Exercise goal
Write out the data below in full. Keep it exact.

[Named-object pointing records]

↓

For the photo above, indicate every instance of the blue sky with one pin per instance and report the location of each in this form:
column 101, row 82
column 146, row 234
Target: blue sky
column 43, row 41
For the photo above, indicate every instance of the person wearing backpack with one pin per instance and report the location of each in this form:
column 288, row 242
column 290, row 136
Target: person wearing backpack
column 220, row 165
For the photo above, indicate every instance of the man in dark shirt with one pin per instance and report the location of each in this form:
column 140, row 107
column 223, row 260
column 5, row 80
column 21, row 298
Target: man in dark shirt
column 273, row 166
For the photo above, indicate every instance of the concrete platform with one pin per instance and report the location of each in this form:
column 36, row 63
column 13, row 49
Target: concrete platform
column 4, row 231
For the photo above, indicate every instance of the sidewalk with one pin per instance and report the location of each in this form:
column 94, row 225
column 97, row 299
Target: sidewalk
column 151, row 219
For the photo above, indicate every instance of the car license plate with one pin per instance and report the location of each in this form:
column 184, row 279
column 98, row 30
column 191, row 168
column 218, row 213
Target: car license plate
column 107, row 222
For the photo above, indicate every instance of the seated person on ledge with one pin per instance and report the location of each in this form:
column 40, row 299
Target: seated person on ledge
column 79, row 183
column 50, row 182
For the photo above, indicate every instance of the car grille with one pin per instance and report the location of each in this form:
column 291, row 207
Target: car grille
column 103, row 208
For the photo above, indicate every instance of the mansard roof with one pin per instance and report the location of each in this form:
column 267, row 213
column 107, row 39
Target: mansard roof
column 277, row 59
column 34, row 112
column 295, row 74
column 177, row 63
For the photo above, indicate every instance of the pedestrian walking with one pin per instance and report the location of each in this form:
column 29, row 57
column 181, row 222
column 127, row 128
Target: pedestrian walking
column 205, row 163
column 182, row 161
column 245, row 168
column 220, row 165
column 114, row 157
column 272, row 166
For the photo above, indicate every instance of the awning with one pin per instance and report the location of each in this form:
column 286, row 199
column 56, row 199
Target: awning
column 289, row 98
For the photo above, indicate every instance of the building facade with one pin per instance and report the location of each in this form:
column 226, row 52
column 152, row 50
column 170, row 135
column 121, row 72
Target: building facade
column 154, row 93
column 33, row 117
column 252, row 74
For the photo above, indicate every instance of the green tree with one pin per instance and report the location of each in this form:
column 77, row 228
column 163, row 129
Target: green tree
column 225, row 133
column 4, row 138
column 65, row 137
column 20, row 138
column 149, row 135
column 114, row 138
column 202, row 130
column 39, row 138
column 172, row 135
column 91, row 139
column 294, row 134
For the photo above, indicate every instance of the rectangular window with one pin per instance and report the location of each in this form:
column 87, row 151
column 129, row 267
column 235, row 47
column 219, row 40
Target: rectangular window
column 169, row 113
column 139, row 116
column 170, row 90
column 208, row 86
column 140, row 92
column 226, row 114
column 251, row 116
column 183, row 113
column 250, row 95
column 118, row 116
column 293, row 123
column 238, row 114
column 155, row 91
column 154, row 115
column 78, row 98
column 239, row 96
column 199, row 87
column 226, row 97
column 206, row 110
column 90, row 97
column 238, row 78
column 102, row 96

↑

Result of this exercise
For the photo above, indicate every instance of the blue sky with one pin per instance and report the location of each in this form:
column 101, row 82
column 146, row 234
Target: blue sky
column 43, row 41
For the photo above, indicate every instance of the person wearing backpack with one pin per instance and report the location of each in this form:
column 288, row 242
column 290, row 136
Target: person wearing backpack
column 220, row 165
For the photo above, indicate every instance of the man in dark shirt with one pin per instance and report the location of each in this form:
column 140, row 107
column 223, row 260
column 5, row 80
column 21, row 298
Target: man in dark shirt
column 273, row 166
For the photo above, indicate every instance of the concrete platform with one pin per instance and report the location of each in this form:
column 36, row 63
column 13, row 49
Target: concrete platform
column 4, row 231
For the photo above, indicate every instance of the sidewalk with one pin per instance and report the location of each in this form:
column 94, row 225
column 97, row 299
Target: sidewalk
column 151, row 219
For the photo above, indicate every instance of the car license plate with one pin per instance and report the location of each in this form:
column 184, row 279
column 98, row 30
column 191, row 168
column 218, row 213
Target: car license plate
column 107, row 222
For the photo above, indicate every instance of the seated person on ledge with one pin per instance and report the location of each in this form:
column 40, row 299
Target: seated person on ledge
column 79, row 183
column 50, row 182
For the photo above, indicate every instance of the car grille with one pin per instance and report the location of each in this form:
column 291, row 207
Target: car grille
column 103, row 208
For the photo above, indicate every instance of the mansard roof with one pin per instance and report the location of each in this form:
column 267, row 213
column 107, row 39
Target: mansard roof
column 277, row 59
column 34, row 112
column 295, row 74
column 177, row 63
For the photo above, indicate every instance of the pedestrian walking with one pin per instance and report the location of each in this form:
column 29, row 57
column 181, row 222
column 127, row 128
Target: pedestrian walking
column 205, row 163
column 182, row 161
column 245, row 168
column 220, row 165
column 114, row 157
column 272, row 166
For the photo above, indicate every instance of the awning with one pin per instance and report the location of each in this form:
column 286, row 199
column 56, row 199
Target: awning
column 289, row 98
For the photo above, indicate every instance of the building facade with one pin per instance and report the location of each in this form:
column 226, row 52
column 152, row 50
column 170, row 135
column 121, row 72
Target: building facade
column 154, row 93
column 33, row 117
column 252, row 74
For the photo above, indicate every instance of the green tree with one pin per instance and report the location of each in this form:
column 77, row 228
column 163, row 129
Target: green tree
column 225, row 133
column 4, row 138
column 65, row 137
column 20, row 138
column 149, row 135
column 114, row 138
column 202, row 130
column 39, row 138
column 172, row 135
column 91, row 139
column 294, row 134
For the photo above, indicate every instance of the rectangular window with one pin per instance and report the location of each in this form:
column 87, row 151
column 129, row 267
column 235, row 47
column 219, row 40
Target: rectangular window
column 169, row 113
column 139, row 116
column 170, row 90
column 208, row 86
column 140, row 92
column 226, row 114
column 251, row 116
column 183, row 113
column 250, row 95
column 118, row 116
column 293, row 123
column 238, row 114
column 155, row 91
column 154, row 115
column 78, row 98
column 239, row 96
column 199, row 87
column 226, row 97
column 206, row 110
column 90, row 97
column 238, row 78
column 102, row 96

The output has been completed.